(Beginning of Input records)

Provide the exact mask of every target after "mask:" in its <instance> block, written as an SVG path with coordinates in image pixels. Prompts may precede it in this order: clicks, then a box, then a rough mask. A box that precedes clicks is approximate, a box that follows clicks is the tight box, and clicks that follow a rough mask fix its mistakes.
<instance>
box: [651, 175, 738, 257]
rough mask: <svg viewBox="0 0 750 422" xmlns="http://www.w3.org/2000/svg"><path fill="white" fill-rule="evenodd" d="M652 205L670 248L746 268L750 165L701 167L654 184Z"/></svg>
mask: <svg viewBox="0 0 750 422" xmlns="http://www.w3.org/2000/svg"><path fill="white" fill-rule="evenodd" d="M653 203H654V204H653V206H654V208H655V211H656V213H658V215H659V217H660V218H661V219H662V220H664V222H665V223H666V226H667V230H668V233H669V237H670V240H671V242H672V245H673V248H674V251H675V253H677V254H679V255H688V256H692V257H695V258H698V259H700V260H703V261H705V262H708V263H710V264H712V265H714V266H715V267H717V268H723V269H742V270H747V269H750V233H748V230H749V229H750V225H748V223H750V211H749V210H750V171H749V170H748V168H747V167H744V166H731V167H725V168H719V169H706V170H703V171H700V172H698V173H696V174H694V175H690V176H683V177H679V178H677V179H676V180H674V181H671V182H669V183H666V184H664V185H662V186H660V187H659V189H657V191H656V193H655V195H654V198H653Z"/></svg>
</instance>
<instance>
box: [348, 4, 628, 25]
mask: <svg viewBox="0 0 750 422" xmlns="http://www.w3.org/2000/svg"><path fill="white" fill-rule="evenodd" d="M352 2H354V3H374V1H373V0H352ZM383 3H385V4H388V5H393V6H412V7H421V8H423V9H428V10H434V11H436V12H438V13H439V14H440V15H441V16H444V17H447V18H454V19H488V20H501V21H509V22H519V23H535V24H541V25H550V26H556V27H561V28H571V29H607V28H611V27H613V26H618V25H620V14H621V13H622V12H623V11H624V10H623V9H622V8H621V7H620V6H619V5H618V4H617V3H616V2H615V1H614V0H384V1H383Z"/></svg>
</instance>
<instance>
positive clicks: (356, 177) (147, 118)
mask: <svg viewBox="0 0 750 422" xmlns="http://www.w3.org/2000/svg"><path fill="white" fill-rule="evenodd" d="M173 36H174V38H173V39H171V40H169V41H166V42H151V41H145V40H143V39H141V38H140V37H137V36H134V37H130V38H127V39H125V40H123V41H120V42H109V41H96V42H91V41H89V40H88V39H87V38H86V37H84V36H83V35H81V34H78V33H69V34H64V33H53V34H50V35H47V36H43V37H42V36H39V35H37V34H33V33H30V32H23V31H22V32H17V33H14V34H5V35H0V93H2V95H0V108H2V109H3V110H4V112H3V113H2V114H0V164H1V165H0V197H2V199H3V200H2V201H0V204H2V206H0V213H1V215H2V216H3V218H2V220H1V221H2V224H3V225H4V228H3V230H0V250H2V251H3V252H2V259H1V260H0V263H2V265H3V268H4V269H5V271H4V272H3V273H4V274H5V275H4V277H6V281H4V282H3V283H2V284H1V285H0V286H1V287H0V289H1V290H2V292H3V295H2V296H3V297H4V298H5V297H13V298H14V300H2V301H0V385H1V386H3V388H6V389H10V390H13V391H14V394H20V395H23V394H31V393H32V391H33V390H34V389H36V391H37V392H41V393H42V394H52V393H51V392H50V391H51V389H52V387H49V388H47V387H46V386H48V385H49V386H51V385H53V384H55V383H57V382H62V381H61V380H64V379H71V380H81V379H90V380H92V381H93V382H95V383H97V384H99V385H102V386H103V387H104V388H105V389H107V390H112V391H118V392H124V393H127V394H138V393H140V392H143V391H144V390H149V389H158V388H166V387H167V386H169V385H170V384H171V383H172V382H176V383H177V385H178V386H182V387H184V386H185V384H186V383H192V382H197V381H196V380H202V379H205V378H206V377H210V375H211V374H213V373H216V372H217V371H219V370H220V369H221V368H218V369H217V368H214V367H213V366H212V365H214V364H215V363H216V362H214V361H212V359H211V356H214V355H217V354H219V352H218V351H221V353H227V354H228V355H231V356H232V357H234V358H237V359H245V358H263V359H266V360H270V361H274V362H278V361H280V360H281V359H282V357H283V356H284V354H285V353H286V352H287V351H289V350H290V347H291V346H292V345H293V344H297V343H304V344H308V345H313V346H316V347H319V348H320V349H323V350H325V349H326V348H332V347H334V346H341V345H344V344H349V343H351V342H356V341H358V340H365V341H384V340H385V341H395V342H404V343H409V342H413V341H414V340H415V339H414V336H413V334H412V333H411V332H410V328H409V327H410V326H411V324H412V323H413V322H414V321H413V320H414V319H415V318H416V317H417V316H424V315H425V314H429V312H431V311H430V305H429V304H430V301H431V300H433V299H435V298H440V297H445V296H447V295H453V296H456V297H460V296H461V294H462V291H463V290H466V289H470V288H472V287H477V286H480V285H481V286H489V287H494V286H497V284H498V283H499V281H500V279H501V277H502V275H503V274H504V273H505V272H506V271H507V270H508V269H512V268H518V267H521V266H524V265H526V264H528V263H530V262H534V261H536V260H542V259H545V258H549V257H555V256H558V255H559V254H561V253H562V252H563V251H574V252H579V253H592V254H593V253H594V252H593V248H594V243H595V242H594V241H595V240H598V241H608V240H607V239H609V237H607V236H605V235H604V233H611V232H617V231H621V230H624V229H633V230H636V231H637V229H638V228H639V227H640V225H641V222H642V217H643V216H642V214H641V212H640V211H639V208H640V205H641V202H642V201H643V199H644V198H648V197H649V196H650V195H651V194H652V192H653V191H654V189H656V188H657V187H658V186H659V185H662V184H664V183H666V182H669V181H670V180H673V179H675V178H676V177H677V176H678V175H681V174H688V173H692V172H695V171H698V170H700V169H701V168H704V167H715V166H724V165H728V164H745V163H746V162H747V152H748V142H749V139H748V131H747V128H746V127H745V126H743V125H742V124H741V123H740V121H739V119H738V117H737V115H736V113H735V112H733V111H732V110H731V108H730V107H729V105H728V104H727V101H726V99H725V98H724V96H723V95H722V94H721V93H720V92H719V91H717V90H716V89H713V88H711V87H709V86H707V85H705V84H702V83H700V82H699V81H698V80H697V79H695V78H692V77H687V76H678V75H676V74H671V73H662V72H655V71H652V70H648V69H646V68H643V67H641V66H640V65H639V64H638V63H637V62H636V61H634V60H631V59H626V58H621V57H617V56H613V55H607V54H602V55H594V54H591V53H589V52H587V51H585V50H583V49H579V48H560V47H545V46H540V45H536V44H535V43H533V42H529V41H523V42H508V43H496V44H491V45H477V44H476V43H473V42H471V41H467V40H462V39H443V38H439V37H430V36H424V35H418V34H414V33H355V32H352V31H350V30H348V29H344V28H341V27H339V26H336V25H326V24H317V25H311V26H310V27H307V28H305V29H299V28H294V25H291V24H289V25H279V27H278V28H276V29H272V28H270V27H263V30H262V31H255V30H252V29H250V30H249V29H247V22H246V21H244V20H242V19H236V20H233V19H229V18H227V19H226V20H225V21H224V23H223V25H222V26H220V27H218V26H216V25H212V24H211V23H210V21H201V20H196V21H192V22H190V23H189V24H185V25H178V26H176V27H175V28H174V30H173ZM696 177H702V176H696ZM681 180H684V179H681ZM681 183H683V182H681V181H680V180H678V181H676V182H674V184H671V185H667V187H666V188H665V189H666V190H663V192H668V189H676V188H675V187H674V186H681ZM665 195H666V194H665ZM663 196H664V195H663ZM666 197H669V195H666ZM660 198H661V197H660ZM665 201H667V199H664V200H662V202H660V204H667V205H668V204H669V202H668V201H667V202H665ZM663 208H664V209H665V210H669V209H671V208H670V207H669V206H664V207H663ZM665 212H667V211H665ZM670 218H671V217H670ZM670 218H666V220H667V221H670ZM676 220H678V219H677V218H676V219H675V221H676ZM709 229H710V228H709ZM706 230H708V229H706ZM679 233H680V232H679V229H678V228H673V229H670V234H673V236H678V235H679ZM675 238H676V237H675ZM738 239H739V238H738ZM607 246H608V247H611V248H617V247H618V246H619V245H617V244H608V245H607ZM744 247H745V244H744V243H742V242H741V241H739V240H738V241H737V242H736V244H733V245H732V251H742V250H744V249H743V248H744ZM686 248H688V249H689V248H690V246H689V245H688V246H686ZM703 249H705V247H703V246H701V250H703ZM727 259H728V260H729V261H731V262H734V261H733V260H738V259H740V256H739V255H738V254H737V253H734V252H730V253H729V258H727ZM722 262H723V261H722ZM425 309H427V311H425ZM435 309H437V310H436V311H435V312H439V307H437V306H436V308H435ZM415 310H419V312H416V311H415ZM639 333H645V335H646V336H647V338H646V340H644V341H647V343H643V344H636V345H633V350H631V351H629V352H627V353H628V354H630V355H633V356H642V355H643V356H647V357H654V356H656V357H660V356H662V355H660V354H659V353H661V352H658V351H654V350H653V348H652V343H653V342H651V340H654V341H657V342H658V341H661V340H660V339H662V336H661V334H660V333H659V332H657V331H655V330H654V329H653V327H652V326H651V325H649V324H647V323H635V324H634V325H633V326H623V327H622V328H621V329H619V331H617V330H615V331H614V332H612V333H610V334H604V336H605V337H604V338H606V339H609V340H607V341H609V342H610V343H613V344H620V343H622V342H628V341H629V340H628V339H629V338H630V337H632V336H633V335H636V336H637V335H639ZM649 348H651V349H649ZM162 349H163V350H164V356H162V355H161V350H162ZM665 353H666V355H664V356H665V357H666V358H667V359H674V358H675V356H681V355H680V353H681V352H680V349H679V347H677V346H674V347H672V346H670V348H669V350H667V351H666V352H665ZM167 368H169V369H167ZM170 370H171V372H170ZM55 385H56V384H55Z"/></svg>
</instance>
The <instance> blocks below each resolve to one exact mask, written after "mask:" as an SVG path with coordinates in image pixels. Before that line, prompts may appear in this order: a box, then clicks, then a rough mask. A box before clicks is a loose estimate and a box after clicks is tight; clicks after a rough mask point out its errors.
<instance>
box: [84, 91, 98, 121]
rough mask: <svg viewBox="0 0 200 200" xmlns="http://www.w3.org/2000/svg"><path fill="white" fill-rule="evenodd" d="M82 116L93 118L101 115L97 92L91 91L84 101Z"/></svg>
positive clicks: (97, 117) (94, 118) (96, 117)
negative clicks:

(End of Input records)

Problem statement: Whenever a line in the records contains the word "coordinates", copy that line.

Answer section:
Provide the exact mask of every target after "mask:" in its <instance> block, written as an SVG path with coordinates in image pixels. Prompts may precede it in this order: clicks, then a box, then a rough mask. A box that precedes clicks is approximate, a box that follows clicks is the tight box, and clicks that follow a rough mask fix its mistakes.
The <instance> blocks below each resolve to one exact mask, written after "mask:" as an SVG path with coordinates in image pixels. Before that line, prompts may appear in this order: a box, then clicks, then a rough mask. A box before clicks is a loose estimate and a box after clicks is tight; clicks after a rough mask point out its errors.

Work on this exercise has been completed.